**DIRECTIONS FOR THIS TASK**
Would you write out each line of the material below exactly, skipping every picture?

**EXERCISE INPUTS**

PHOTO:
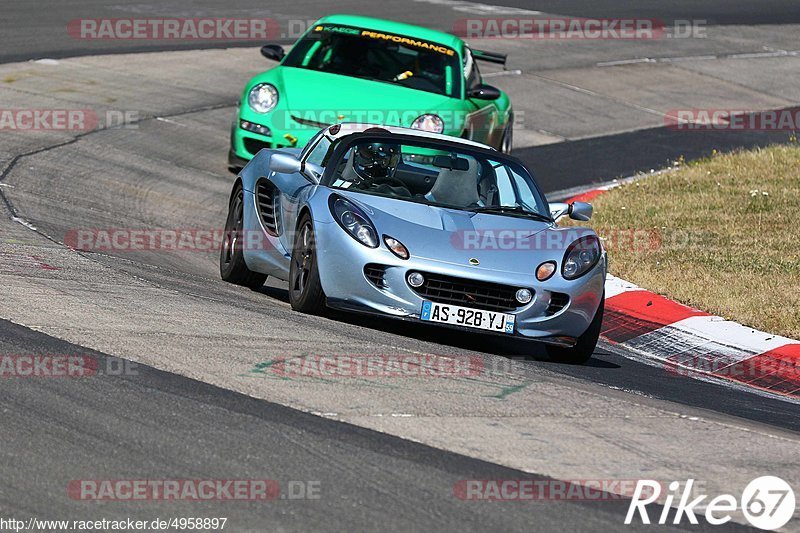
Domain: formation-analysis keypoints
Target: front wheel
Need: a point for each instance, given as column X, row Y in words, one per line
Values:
column 232, row 267
column 508, row 139
column 305, row 289
column 584, row 348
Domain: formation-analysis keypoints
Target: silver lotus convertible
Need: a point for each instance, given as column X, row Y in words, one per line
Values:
column 417, row 226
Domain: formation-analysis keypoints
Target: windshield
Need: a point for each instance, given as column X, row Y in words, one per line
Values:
column 455, row 178
column 378, row 56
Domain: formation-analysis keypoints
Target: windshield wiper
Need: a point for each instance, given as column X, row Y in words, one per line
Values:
column 512, row 210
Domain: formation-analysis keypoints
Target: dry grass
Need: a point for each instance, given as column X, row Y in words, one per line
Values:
column 722, row 235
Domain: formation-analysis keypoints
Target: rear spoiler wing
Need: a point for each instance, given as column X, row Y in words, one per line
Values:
column 491, row 57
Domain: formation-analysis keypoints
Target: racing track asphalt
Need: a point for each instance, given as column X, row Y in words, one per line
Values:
column 30, row 31
column 115, row 426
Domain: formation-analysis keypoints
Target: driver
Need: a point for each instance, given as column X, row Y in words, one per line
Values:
column 376, row 161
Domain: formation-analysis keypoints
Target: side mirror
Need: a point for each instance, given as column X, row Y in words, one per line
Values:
column 274, row 52
column 284, row 163
column 313, row 172
column 576, row 210
column 484, row 92
column 580, row 211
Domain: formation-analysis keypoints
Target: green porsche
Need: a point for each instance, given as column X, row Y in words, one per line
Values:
column 358, row 69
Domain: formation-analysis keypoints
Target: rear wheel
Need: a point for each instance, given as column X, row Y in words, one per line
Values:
column 584, row 348
column 232, row 267
column 305, row 289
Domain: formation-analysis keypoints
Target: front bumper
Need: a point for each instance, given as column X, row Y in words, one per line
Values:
column 342, row 261
column 246, row 144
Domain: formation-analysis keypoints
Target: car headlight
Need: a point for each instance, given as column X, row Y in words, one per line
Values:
column 581, row 256
column 431, row 123
column 263, row 98
column 353, row 221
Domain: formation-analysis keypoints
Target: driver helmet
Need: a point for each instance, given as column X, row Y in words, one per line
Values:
column 376, row 159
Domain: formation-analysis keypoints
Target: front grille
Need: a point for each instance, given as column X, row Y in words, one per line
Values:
column 468, row 293
column 254, row 145
column 558, row 301
column 376, row 274
column 307, row 122
column 265, row 200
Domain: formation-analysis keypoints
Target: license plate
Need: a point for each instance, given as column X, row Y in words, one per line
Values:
column 464, row 316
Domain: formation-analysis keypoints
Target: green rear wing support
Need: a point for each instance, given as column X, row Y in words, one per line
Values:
column 491, row 57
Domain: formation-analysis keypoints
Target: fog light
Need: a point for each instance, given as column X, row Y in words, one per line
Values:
column 545, row 270
column 415, row 279
column 524, row 296
column 396, row 247
column 255, row 128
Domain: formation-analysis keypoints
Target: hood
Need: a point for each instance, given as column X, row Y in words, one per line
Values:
column 498, row 242
column 330, row 98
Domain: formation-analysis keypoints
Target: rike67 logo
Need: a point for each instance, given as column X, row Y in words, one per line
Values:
column 767, row 502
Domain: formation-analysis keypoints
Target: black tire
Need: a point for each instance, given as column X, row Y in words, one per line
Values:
column 232, row 267
column 305, row 289
column 584, row 348
column 507, row 141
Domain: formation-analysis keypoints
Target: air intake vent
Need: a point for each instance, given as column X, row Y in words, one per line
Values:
column 376, row 274
column 266, row 198
column 468, row 293
column 558, row 301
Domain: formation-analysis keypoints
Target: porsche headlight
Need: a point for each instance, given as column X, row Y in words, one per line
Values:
column 431, row 123
column 581, row 256
column 263, row 98
column 353, row 221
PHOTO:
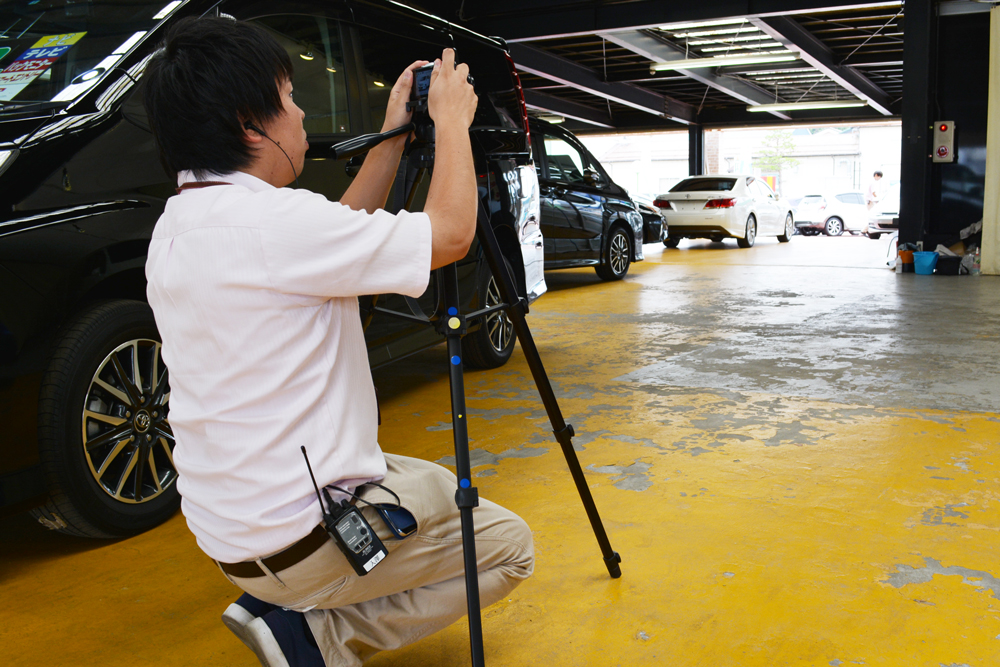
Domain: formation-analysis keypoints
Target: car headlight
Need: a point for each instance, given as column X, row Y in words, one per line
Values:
column 7, row 158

**SOLUTION FOR THIS PROBLEM**
PHOTO:
Domain: formation-analysis keypoints
Target: front wheel
Need: a point for each instance, given as column X, row Y in words, one per line
Values:
column 232, row 267
column 508, row 139
column 305, row 289
column 584, row 348
Domain: formation-analysis keypoints
Target: silver lotus convertible
Need: a point for each instance, given as column X, row Y in words, one per line
Values:
column 417, row 226
Domain: formation-analysis keypoints
Target: windshield
Need: a point for each instance, given as column X, row Y in words, one per line
Values:
column 455, row 178
column 378, row 56
Domain: formation-analysis keypoints
Target: windshield wiper
Need: a point for each instance, given as column X, row Y in words, one per line
Values:
column 512, row 210
Domain: formation-analysis keypoints
Target: dry grass
Need: a point for each instance, given as column X, row Y in words, one per line
Values:
column 722, row 235
Domain: formation-analysis keypoints
Target: rear spoiler wing
Need: a point for each instance, given as column X, row Y in words, one per line
Values:
column 491, row 57
Domain: formation-analysis keypoints
Target: racing track asphalt
Need: a point for each instance, given as column X, row Y in words, one per line
Values:
column 30, row 31
column 115, row 426
Domain: formation-analysis keypoints
Target: driver
Need: a point for each instance, given as column X, row Y in words, one per line
Values:
column 376, row 161
Domain: formation-analysis keypoints
Target: side mirror
Need: a point for each instance, given as column X, row Y in words, one per line
Values:
column 274, row 52
column 284, row 163
column 313, row 172
column 576, row 210
column 484, row 92
column 580, row 211
Domain: formation-analysis keypoints
Target: green porsche
Need: a point for each instance, given as column X, row Y in words, one per line
Values:
column 358, row 69
Domain: formation-analysis keypoints
Target: rear wheel
Need: a point for each instance, given as column X, row Y in words, one per line
Values:
column 584, row 348
column 232, row 267
column 305, row 289
Domain: formation-analysis keypoints
Target: front bumper
Need: a point for each instance, given as column X, row Y in words, one per line
Values:
column 342, row 261
column 246, row 144
Domain: formation-analysis keypoints
Target: car headlight
Need: a point for each instance, given as column X, row Y in words, one per line
Values:
column 581, row 256
column 431, row 123
column 263, row 98
column 353, row 221
Domain: formation-analysis keypoints
Target: driver helmet
Need: a point for each instance, given as column X, row Y in words, one per line
Values:
column 376, row 159
Domain: formation-analysis keypoints
Target: front grille
Need: a point for each instance, given as column X, row Y in words, one per line
Values:
column 468, row 293
column 254, row 145
column 558, row 301
column 376, row 274
column 307, row 122
column 265, row 200
Domain: formation-analysis keypoints
Target: license plate
Need: a point for each instance, given as column X, row Y in words, one per line
Values:
column 464, row 316
Domain: formation-analysis keypoints
Target: green rear wing support
Need: a point for each instance, given as column X, row Y in words, one per line
Values:
column 491, row 57
Domain: formation-analysis keypoints
Target: fog light
Need: a point for each instance, given as column X, row Y in words, one per line
Values:
column 545, row 270
column 415, row 279
column 524, row 296
column 396, row 247
column 255, row 128
Domain: formation-analysis keypoints
Target: hood
Need: a point for each instance, given as column X, row Y in words, one per line
Values:
column 498, row 242
column 330, row 98
Domain: formation-analysis keypoints
Target: rike67 logo
Need: a point for each instance, given as column X, row Y in words, one per line
Values:
column 767, row 502
Domain: formation-analysis keypoints
Target: black tire
Need: a point for each instance, given as column X, row Y in words, one per line
Values:
column 232, row 267
column 305, row 289
column 584, row 348
column 507, row 141
Domain: formation-analysis keypoints
Target: air intake vent
Need: a point for each instance, given as column X, row Y in words, one per line
Values:
column 376, row 274
column 266, row 198
column 468, row 293
column 558, row 301
Domain: formation-analysis keypoints
Target: porsche headlight
Need: a point for each instance, given as column X, row Y in words, one per line
Values:
column 431, row 123
column 581, row 256
column 263, row 98
column 353, row 221
PHOTO:
Domain: formation-analysis keypoints
Target: car headlight
Need: a point for each instance, given as column X, row Y in words, one per line
Values:
column 7, row 158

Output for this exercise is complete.